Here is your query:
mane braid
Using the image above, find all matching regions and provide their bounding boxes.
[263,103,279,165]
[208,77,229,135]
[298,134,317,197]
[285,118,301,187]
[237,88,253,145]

# # # # #

Exercise description: Copy out these records line for line, with no changes.

Full solution:
Here is your query:
mane braid
Using the image above, find all matching regions and provide their bounding boxes.
[263,103,279,165]
[208,77,229,135]
[298,134,317,197]
[285,118,301,187]
[237,88,253,145]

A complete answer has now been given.